── Texte fourni

Pourquoi ces conflits ?
- D’une part, les pays déficitaires, plutôt que de payer leur électricité carbonée et la taxe carbone qui l’accompagne, préfèrent s’alimenter sur les marchés voisins décarbonés, provoquant une envolée de leurs prix spot.
- D’autre part, l’insuffisance de développement des réseaux allemands et de ses capacités de compensation de l’intermittence, obligent ses surproductions éoliennes à emprunter des voies détournées pour aller notamment du nord au sud industriel du pays. Ce sont des passagers clandestins, non déclarées lors des prévisions d’échanges entre pays, et qui les parasitent. Lors de leur livraison, les flux physiques de ces transactions transitent quasi instantanément (200 000 km/seconde) sur le réseau européen en suivant la voie de la moindre résistance et non le chemin le plus court. Et si des échanges contractuels prévus à l’intérieur d’une même zone d’enchères (Internal Commercial Trade : ITC), en Allemagne par exemple du nord au sud, ne programment aucun transit par les réseaux des pays voisins, les congestions des lignes HT allemandes les détournent vers ceux-ci, au risque de les saturer ou de restreindre leurs propres flux contractuels. Le gestionnaire du réseau européen ENTSO-E en illustre le principe ci-dessous.
La zone 3 programme une livraison intérieure, du nord au sud de 100, mais la congestion relative des lignes de 3 entraîne le transit de 20 par les zones 1 et 2 avant de revenir dans le sud de la zone.
- La part croissante de ces « loop-flows » non programmées et non désirées, est clairement dénoncée par l’ENTSO-e dans le préambule d’un rapport au titre explicite : « Concilier le marché avec la physique ». Car ces « loop-flows » clandestines réduisent la part utilisable des capacités d’interconnexion nécessaire à l’équilibre des systèmes électriques à forte composante intermittente. De plus les réseaux envahis par ces transits clandestins ne sont pas correctement rétribués.

────

- Ensemble de consignes:
1: Répondez aux questions suivantes d'après le texte sur les transits d'électricité en Europe :
(a) À quelle vitesse les flux physiques des transactions transitent-ils sur le réseau européen ?
(b) Quel est le titre du rapport de l'ENTSO-E cité dans le texte ?
(c) Dans l'illustration, quelle quantité transite par les zones 1 et 2 lors de la livraison intérieure de la zone 3 ?
2: Poursuivez le texte sur les transits d'électricité en Europe à partir de sa dernière phrase.

── Segment de données

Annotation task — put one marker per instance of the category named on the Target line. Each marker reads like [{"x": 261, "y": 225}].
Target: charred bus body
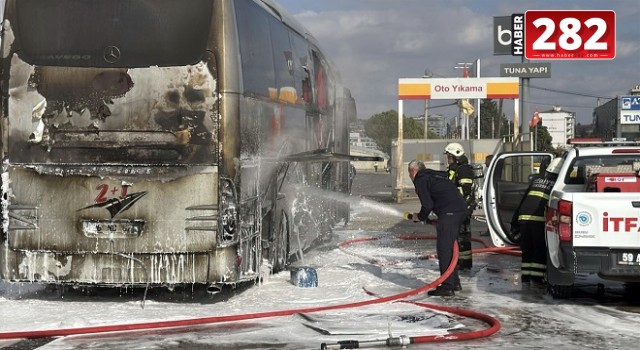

────

- Réponses par consigne:
1:
(a) Quasi instantanément, à 200 000 km/seconde.
(b) « Concilier le marché avec la physique ».
(c) 20, sur une livraison intérieure de 100.

2:
4.3. Une réponse à double tranchant : un développement anarchique des interconnexions.
La Commission européenne a diffusé cet octobre 2025 une liste à la Prévert de 101 projets de lignes HT transfrontalières (auxquels il faut ajouter pour l’hydrogène 75 réseaux et une vingtaines de stockages), ce qui va encore renforcer les errances actuelles.
- La figure ci-dessous présente les projets engagés ou envisagés à court terme concernant la France.
La France dispose déjà de 20,6 GW à l’export et de 18,7 GW à l’import de liaisons transfrontalières (+ 31 % par rapport à 2020), pour des besoins limités à 12,9 GW (source CRE). Or l’Europe exige des croissances considérables, coûteuses et inutiles pour notre pays, qui sert de déversoir aux productions excessives et intempestives de nos voisins. Il faut donc arrêter tout nouveau projet, en particulier entre notre pays et l’Allemagne, la Belgique, l’Espagne et l’Angleterre. Le comble serait de participer à leur financement.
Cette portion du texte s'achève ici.